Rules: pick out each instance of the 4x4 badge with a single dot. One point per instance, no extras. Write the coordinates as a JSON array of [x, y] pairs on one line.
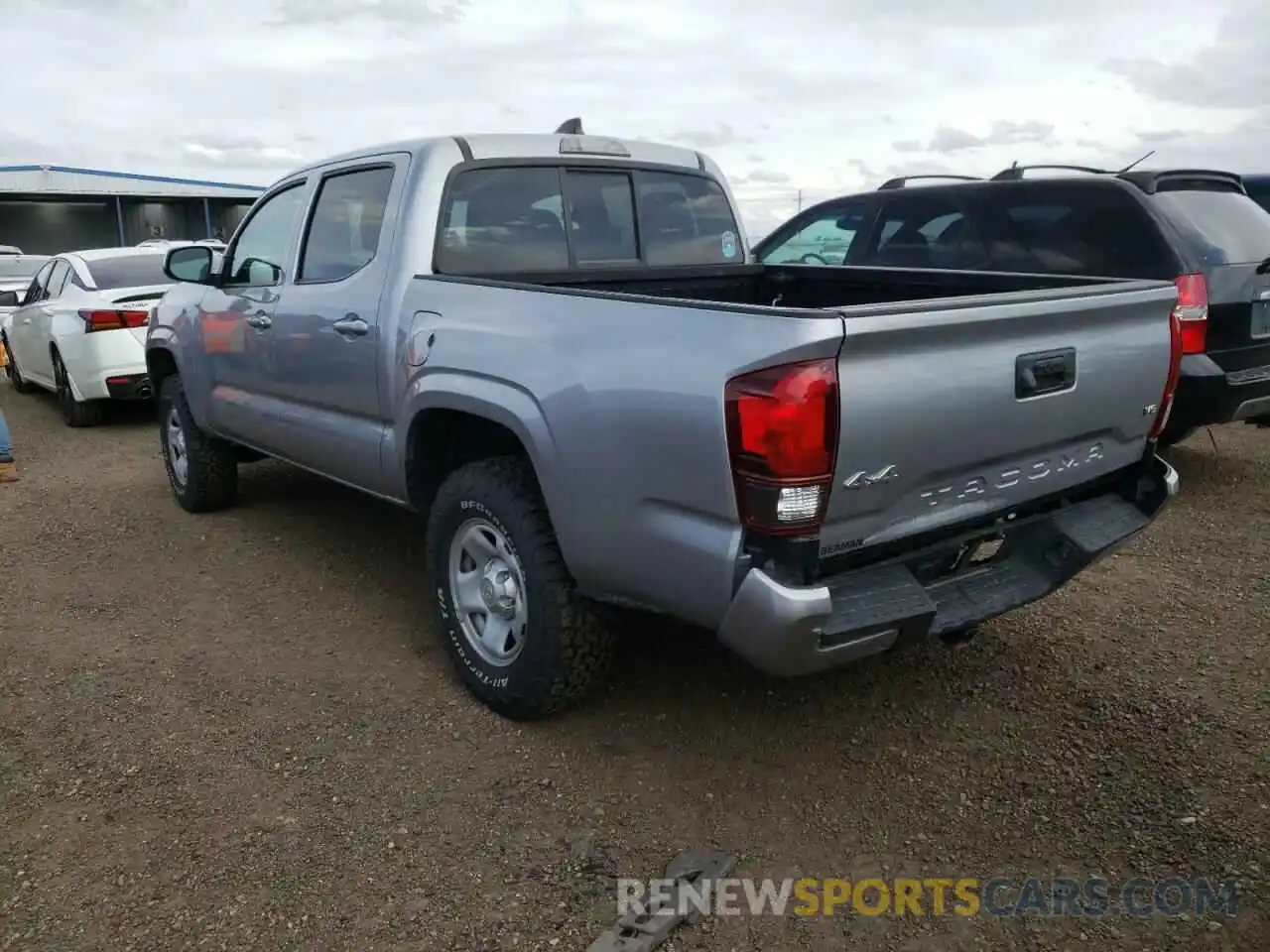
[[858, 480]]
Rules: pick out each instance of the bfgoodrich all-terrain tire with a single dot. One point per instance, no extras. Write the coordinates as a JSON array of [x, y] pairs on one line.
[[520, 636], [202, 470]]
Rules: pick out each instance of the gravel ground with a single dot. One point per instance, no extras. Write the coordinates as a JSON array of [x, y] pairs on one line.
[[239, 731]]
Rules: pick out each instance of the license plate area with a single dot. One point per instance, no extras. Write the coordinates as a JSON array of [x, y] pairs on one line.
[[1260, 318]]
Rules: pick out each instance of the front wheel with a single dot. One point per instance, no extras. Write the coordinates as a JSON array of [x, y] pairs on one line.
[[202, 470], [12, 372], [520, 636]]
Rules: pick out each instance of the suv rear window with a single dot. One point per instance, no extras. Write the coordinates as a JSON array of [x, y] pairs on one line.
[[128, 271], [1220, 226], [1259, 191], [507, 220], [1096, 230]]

▶ [WHAT THIS TASK INVOLVES]:
Reproduce the stretch of the data from its first line through the line containing "[[239, 731]]", including both ends, and leave the pictures out of your answer.

▶ [EXERCISE ANSWER]:
Rules: pick out each instance of the 4x4 badge with a single dot. One point per instance, no extras. Write the coordinates as a JSON array of [x, y] pairs on one line.
[[858, 480]]
Rules: pick out each instance of the bfgoodrich all-terrain tire with a single dot. One point per instance, no extras. Write the coordinates as a JSON array of [x, y] pairs on one line.
[[520, 636], [202, 470]]
Rules: pick out each instance of the gravel ground with a single dot. One point per instance, no extras. Write the coordinates as a JSON array of [x, y] pairs on one line.
[[239, 731]]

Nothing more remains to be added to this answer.